▶ [EXERCISE TASK] Leave out the pictures and repeat the data exactly.

▶ [TASK INPUTS]

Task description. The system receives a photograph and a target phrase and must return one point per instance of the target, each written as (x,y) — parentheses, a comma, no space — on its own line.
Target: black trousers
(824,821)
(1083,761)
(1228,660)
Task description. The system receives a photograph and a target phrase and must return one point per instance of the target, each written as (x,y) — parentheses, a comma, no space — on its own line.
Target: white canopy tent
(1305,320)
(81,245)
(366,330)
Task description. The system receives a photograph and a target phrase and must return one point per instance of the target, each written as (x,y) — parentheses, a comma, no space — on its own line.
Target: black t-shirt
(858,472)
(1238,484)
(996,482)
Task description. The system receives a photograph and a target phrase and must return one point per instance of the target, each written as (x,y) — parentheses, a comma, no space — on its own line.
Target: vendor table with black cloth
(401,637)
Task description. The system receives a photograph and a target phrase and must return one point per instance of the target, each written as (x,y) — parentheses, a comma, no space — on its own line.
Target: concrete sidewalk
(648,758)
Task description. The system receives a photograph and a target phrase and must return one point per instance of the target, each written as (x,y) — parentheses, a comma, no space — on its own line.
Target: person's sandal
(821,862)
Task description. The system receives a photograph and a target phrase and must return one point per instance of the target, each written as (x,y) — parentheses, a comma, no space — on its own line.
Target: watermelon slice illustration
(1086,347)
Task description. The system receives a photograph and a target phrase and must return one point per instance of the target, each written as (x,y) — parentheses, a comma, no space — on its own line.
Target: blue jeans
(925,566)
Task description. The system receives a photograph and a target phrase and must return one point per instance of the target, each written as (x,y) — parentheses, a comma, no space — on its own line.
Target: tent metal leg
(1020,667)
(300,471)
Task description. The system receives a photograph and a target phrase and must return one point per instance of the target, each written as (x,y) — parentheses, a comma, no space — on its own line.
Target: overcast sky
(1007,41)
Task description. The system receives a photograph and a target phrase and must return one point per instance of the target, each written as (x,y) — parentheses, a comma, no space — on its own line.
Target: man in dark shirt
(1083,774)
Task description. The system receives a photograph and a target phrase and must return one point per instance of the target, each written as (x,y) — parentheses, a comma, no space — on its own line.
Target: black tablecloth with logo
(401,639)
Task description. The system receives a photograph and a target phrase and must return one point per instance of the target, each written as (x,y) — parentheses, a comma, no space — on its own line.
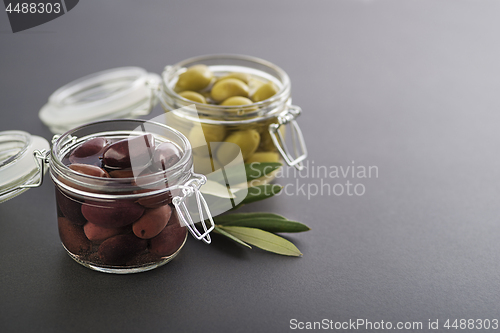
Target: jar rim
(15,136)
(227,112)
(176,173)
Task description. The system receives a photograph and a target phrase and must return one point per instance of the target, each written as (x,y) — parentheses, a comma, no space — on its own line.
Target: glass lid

▶ [WRITTEN RESPONSE]
Task description. The system receives a photograph and a target phrase and must return one point per instance of the target, each written as (x,y) — parentheses, a comma, no space — on its own line.
Target: black trousers
(824,821)
(1083,761)
(1228,660)
Task description. The system receives a photograph and a target phrase and must return one point per instance of the target, each written as (x,y) — parentheses, a comma, no space — on its own line.
Target: white canopy tent
(1305,320)
(81,245)
(366,330)
Task description. The system receives a photograph and a target phrase and must return one point per instance of the target, each written as (x,y) — parentheses, a comma, no space — on its own line.
Target: black t-shirt
(858,472)
(1238,484)
(996,482)
Task description. The system receives a photograph and a target phrase and must return one point per instance of the target, each written as (x,y) — parentheses, a comma, no space — on its own line.
Target: vendor table with black cloth
(401,637)
Task description. The system receives a photograph and a target phrase and must return one point per instance of the target, each written as (x,y) — parentheses, a comma, no space — on its own line.
Target: concrete sidewalk
(648,758)
Task description. The system receives a photograph and a target phrase and must return one point per instance of the target, each written as (x,y) — parentheses, a comma, no space — on its own line.
Target: person's sandal
(821,862)
Task description. The system receives a photograph and a target phrase and must return one point per instance of the target, each written as (x,y) — parentheses, a comma, no space — on its own line.
Target: watermelon slice illustration
(1086,347)
Task description. The system receives a photograph and a target phrase and must return one point per instance of the target, each written as (x,y) — parentheses, a comma, no space — on its own line.
Target: blue jeans
(925,566)
Task description. The system receives a photograph and a target phrase and must return one point per instance of the target, each written as (x,y) — parentheses, a comma, no space — on its own line.
Target: tent metal leg
(1020,667)
(300,471)
Task description. The system receives a photograph and a target phrase and must return one point per instance of the target, each written as (x,y) — parentheses, a comma, no space — on its own line.
Target: overcast sky
(1007,41)
Task description. The system receives a photograph and a target phrase and must return one point per instance of the target, each written as (x,y) — parentheses, a comma, no space — on its own line.
Target: man in dark shirt
(1083,774)
Task description. The system receives a photograph and a target phrase and must return one point per instance of the target, each written as (x,y) — parentheses, a comma, no space — on its own line.
Target: black tablecloth with logo
(401,639)
Task description. The system receives a photograph and a target phrase and must return one point per instance of the target, each written as (x,y) — parentheses, a comma, no space — on its own line.
Target: jar rim
(15,136)
(227,112)
(176,173)
Task description. The system receives a photograph and a target phrase and must return one point per instance of the target, each written as (x,y) — parentheses, a comma, no space — on its own line.
Target: glass lid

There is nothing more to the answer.